• _Required work_:
Copy the entries from the line with "job: trace every instance of the red" up to and including the line with "181 154 L 181", changing "trim" to "molding" and leaving everything else as it is.

━━━━━ Stored rows ━━━━━

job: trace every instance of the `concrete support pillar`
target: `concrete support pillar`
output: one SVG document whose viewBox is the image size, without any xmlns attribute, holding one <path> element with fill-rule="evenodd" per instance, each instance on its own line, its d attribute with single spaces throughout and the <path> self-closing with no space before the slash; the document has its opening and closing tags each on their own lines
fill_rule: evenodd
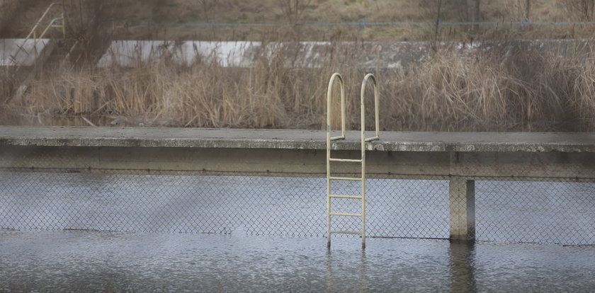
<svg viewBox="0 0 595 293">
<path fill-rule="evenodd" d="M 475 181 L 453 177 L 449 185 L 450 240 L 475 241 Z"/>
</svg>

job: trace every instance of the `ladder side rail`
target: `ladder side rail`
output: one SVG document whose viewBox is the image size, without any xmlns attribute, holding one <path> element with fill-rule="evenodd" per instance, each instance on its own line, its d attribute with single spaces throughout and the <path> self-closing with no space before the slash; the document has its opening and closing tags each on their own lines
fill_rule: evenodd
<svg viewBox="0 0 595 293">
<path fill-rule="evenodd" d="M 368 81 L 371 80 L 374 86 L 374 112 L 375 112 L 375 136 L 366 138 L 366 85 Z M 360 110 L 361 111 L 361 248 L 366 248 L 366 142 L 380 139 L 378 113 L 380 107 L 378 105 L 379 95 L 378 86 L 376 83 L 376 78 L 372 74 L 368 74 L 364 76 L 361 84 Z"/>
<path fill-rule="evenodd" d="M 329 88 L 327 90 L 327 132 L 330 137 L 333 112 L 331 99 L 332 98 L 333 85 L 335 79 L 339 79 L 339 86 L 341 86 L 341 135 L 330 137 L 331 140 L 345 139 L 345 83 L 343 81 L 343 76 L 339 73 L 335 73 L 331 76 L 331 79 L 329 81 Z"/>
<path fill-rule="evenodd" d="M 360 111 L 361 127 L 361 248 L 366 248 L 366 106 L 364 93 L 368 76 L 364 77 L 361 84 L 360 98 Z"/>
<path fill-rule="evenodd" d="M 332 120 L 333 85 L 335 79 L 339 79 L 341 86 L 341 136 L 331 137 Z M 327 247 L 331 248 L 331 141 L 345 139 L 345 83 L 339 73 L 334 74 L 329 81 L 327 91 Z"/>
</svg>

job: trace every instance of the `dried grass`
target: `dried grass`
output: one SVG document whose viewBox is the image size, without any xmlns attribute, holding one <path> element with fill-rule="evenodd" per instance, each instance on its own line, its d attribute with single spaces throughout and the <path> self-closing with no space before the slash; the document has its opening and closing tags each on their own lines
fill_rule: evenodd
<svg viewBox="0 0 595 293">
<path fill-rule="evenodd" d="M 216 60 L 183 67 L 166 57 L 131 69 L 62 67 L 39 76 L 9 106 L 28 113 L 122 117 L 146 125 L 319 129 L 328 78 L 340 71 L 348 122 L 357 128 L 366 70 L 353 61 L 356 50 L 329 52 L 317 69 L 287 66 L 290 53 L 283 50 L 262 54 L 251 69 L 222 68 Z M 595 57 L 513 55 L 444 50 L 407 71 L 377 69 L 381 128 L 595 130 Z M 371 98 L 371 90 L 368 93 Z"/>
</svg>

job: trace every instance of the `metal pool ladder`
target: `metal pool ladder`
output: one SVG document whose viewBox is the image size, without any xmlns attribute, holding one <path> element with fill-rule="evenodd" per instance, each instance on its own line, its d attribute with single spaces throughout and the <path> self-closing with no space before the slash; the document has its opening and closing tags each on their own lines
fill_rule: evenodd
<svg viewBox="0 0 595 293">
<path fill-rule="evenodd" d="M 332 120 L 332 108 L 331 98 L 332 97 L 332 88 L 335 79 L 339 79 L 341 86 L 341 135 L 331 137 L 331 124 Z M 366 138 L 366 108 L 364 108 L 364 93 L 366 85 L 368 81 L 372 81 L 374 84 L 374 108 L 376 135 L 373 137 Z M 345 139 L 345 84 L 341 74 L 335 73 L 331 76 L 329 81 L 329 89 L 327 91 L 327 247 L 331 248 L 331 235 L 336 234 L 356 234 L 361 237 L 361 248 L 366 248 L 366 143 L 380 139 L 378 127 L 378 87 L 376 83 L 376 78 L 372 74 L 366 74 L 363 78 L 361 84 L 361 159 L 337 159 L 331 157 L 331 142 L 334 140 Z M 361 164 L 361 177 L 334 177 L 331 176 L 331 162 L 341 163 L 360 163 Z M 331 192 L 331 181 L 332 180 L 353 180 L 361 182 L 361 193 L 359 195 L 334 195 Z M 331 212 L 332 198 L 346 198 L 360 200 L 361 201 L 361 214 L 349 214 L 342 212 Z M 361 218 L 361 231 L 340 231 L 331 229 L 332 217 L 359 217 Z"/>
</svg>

━━━━━
━━━━━ Stored rows ━━━━━

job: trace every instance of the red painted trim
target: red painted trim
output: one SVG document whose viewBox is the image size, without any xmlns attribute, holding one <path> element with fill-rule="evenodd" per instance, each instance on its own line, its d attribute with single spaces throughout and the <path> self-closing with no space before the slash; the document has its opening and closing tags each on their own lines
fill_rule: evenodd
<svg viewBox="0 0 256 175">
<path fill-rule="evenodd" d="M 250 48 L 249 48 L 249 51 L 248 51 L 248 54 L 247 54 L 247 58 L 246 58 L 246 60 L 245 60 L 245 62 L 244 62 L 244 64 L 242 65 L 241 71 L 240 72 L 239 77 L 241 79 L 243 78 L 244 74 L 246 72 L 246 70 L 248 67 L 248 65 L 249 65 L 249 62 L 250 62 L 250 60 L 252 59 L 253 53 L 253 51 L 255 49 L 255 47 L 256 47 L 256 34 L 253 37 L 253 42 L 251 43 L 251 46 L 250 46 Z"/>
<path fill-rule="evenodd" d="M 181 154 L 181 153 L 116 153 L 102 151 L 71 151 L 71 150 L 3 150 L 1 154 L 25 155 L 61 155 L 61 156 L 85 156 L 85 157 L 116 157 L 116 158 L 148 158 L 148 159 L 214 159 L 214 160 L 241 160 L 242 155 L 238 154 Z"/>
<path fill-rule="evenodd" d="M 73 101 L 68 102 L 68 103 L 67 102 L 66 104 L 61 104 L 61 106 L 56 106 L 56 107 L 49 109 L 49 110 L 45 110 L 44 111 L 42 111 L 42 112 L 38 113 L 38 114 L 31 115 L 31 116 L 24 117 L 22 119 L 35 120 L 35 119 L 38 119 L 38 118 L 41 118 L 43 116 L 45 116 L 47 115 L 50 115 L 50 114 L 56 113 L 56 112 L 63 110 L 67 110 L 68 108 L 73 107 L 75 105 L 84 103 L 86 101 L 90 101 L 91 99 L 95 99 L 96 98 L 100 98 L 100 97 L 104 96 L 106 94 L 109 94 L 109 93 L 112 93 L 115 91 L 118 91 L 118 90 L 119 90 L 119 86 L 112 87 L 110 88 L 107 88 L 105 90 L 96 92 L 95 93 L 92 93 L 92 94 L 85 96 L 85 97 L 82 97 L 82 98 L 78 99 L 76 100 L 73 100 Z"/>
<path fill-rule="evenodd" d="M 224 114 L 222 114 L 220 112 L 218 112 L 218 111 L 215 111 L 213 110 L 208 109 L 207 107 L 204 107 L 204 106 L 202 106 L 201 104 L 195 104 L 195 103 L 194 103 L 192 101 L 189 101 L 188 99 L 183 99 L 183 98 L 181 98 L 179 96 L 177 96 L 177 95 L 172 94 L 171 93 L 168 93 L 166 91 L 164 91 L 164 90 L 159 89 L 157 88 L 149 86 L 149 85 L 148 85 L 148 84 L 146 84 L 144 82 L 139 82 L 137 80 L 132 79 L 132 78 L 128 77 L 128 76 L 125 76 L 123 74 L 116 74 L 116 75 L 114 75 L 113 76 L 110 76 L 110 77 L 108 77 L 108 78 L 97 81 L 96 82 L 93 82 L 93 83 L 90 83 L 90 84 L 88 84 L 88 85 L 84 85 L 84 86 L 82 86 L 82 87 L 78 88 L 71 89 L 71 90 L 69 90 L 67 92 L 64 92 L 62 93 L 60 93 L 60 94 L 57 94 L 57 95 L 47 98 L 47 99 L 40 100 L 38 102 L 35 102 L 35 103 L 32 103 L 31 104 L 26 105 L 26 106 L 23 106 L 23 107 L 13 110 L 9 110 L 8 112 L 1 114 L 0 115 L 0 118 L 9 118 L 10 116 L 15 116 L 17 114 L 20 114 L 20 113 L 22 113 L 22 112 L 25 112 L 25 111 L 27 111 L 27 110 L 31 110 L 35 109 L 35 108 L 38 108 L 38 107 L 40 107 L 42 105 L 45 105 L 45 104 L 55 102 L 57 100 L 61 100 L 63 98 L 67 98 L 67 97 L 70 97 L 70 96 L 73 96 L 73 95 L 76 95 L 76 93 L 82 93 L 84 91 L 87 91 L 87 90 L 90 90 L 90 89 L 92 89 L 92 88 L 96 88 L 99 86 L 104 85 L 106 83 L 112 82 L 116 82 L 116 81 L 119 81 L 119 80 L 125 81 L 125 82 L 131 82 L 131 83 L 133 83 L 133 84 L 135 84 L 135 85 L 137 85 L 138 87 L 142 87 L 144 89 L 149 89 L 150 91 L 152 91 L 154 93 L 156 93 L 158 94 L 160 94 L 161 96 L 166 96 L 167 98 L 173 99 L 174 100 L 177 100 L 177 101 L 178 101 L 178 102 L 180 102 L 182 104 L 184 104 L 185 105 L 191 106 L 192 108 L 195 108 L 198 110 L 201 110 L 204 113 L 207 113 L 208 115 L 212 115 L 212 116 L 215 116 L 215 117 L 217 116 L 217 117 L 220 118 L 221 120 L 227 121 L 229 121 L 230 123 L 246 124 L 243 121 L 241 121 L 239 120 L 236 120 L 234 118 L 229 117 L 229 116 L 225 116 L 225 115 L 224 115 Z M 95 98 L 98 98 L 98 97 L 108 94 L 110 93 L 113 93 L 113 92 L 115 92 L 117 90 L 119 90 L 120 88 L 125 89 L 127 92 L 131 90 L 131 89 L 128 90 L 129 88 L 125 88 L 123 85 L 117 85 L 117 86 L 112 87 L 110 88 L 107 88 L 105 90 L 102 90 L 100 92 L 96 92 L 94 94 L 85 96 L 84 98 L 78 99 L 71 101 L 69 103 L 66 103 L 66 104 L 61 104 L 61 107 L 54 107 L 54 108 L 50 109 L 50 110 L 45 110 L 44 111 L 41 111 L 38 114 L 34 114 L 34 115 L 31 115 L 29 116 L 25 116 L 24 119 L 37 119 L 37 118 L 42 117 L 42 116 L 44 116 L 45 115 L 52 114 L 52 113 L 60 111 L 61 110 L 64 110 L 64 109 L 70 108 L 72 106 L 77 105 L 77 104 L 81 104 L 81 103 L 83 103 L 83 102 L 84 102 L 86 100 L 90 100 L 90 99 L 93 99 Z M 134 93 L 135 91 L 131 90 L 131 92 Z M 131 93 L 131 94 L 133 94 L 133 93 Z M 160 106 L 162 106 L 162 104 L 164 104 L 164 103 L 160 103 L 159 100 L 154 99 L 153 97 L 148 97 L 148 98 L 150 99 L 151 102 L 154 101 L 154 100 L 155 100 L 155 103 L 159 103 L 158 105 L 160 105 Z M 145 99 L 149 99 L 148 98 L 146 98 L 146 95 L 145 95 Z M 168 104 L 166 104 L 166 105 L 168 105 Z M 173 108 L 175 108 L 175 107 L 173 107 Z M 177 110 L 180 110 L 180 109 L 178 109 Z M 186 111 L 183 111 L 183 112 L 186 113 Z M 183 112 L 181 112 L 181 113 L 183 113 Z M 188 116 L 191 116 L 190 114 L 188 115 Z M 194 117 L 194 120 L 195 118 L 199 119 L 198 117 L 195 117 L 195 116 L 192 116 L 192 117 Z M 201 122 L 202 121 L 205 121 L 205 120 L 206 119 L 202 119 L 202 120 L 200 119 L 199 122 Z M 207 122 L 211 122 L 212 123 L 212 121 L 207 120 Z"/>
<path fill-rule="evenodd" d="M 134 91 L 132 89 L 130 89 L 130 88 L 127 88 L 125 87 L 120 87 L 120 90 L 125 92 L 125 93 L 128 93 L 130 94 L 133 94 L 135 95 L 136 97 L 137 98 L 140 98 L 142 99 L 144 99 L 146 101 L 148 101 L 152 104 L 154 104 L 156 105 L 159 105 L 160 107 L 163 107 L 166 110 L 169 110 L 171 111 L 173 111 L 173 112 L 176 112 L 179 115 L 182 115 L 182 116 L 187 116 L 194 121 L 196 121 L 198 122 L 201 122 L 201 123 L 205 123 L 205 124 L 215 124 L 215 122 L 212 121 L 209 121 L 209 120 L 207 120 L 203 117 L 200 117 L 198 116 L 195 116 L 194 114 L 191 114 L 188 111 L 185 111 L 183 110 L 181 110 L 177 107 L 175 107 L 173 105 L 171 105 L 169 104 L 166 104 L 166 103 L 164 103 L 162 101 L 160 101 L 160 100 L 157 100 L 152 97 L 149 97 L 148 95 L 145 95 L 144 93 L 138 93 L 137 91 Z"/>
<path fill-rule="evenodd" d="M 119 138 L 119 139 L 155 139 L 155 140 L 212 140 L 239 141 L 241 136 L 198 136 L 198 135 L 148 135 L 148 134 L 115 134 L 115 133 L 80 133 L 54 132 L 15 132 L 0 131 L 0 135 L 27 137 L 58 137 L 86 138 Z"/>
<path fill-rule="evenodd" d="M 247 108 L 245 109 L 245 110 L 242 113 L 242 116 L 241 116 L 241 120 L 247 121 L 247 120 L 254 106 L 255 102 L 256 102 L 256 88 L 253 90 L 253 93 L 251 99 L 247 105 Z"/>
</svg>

━━━━━

• _Complete response_:
job: trace every instance of the red painted molding
target: red painted molding
output: one SVG document whose viewBox is the image size, without any xmlns attribute, holding one <path> element with fill-rule="evenodd" per instance, each instance on its own line, its d attribute with single spaces throughout and the <path> self-closing with no space before the slash; the document has its opening and closing tags each on their own lines
fill_rule: evenodd
<svg viewBox="0 0 256 175">
<path fill-rule="evenodd" d="M 250 48 L 249 48 L 249 51 L 248 51 L 248 54 L 247 54 L 247 58 L 246 58 L 246 60 L 245 60 L 245 62 L 244 62 L 244 64 L 242 65 L 241 71 L 240 72 L 239 77 L 241 79 L 243 78 L 244 74 L 246 72 L 246 70 L 248 67 L 248 65 L 249 65 L 249 62 L 250 62 L 250 60 L 252 59 L 253 53 L 253 51 L 255 49 L 255 47 L 256 47 L 256 34 L 253 37 L 253 42 L 251 43 L 251 46 L 250 46 Z"/>
<path fill-rule="evenodd" d="M 181 154 L 181 153 L 116 153 L 102 151 L 71 151 L 71 150 L 3 150 L 1 154 L 25 155 L 61 155 L 61 156 L 85 156 L 85 157 L 116 157 L 116 158 L 148 158 L 148 159 L 214 159 L 214 160 L 241 160 L 242 155 L 238 154 Z"/>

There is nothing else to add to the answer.